§ Complete the following
1/ Answer these questions from the article about Sydnee Winbush, one answer per line, marked (a), (b), (c):
(a) Where did Winbush grow up?
(b) Which university did she choose?
(c) According to the hypothesis of Dr. Haffa's team, what could selected bacterial strains be used to do?
2/ Write the next part of the article about Sydnee Winbush, picking up after its last sentence.
[Document text — start]
Agriculture Research Institute

Sydnee Winbush Helps Discover Bacteria That Degrade Pesticides

 

​Sydnee Winbush grew up in the Moreno Valley in Southern California. Always interested in life sciences, she took an advanced placement human anatomy and physiology class in high school. All the laboratory classes she was taking and her watching “Untold Stories of the ER” on TV convinced her she should go to medical school. Admitted by CSU and University of California schools, the biology major chose California State University, Monterey Bay. She liked the location, weather and how welcomed she felt there.

Winbush took a biochemistry class with CSUMB instructor Dr. Arlene Haffa and was invited to work in Dr. Haffa’s lab. Winbush’s first research project, co-funded by the CSU Agricultural Research Institute (ARI), focused on pesticide bioremediation. When insecticides are used to control pests in agricultural crops, they can end up in the soil. Over time, sunlight and microbial activity degrade the insecticides. Haffa’s team hypothesized that if they could select bacteria that were particularly good at degradation, bacterial strains could be used to help rid soils of pesticide residues. They knew that most bacterial species cannot break down insecticides, but a few can, and these were the ones they wanted to identify.
[Document text — finish]
[Exercise data — start]
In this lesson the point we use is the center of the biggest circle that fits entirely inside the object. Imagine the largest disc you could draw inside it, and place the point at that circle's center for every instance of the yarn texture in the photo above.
[Exercise data — finish]
§ Your responses
1/
(a) The Moreno Valley in Southern California
(b) California State University, Monterey Bay
(c) Help rid soils of pesticide residues

2/
Haffa’s team is working with Dr. Nathaniel Jue, also at CSUMB, who is using metagenomics and bioinformatics to identify the pesticide-degrading bacteria and discover the genes and metabolic pathways that allow these bacteria to live in pesticide-laden soils. This research is on-going, but they have already identified several bacteria taxa that appear to have pesticide degrading capabilities. 

Winbush worked on a second project co-funded by the ARI in which the team monitored soil anaerobic disinfestation. The idea was to force the soil to become anaerobic, which they theorized would decrease or eliminate pathogens. They accomplished this by adding a carbon source (rice bran), a potassium nitrate solution to the soil, and covered it with a thin plastic film to promote high temperatures (solarization) and inhibit oxygen, and left it on the field for three to six weeks. During this process, they monitored the gases emitted, as well as any greenhouse gases or volatile compounds emitted from the soil.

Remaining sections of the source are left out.